Principle #5: Customer Service Initiatives Can Lead to Significant Strategic Value

Customer service initiatives have enormous potential to improve customer experience and boost strategic value. For example, customer service can provide the broader organization with powerful insight on customers, products, services and processes. When this information is captured, identified, assimilated and turned into usable knowledge, it can literally transform an organization’s ability to identify and meet customer expectations.

I love discovering inspiring examples of how organizations leverage customer service for cross-functional improvements. For example:

  • The Australia Zoo turns customer inquiries into ideas for custom visitor packages (such as the koala experience and the wombat encounter), which has boosted per-visit revenue and the frequency of repeat visits.
  • Moen, a manufacturer of faucets and fixtures, mines customer interactions to guide how-to videos on YouTube.

Problem to work on
Reproduce the stretch of the customer service passage from "I love discovering" through "of repeat visits." word for word.

Stored data entries
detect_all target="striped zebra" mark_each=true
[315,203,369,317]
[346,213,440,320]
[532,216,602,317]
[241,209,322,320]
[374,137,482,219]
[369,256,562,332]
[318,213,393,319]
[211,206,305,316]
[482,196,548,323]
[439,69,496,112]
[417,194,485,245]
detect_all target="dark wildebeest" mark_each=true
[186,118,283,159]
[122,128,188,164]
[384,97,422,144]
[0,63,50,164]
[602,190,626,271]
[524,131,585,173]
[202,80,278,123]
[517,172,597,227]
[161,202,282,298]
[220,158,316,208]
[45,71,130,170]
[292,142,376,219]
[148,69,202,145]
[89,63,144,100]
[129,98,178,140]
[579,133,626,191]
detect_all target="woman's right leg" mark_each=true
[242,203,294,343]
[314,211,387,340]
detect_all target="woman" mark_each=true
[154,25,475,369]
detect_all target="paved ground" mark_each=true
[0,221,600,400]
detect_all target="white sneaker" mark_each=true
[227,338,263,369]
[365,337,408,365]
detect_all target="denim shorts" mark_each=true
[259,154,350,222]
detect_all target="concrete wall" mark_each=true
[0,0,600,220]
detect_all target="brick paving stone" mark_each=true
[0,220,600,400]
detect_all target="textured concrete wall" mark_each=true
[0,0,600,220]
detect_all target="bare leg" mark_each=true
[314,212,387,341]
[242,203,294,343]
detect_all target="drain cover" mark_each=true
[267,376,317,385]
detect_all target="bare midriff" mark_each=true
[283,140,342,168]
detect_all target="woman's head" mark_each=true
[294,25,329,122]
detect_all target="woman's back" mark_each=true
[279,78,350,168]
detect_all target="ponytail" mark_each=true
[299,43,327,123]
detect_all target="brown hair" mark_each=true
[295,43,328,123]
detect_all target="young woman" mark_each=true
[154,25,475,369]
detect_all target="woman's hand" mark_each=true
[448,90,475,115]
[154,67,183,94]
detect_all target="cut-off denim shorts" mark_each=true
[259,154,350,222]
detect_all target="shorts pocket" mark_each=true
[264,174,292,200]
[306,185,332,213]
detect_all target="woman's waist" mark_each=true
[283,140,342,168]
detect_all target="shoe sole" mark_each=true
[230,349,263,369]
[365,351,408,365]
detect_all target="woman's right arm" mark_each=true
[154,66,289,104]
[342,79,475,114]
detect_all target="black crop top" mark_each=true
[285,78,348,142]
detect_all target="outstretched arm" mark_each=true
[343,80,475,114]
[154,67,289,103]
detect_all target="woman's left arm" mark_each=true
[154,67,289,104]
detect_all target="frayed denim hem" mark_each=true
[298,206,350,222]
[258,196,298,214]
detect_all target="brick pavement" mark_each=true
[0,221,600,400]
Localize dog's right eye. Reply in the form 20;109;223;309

Answer for the task
I love discovering inspiring examples of how organizations leverage customer service for cross-functional improvements. For example:

  • The Australia Zoo turns customer inquiries into ideas for custom visitor packages (such as the koala experience and the wombat encounter), which has boosted per-visit revenue and the frequency of repeat visits.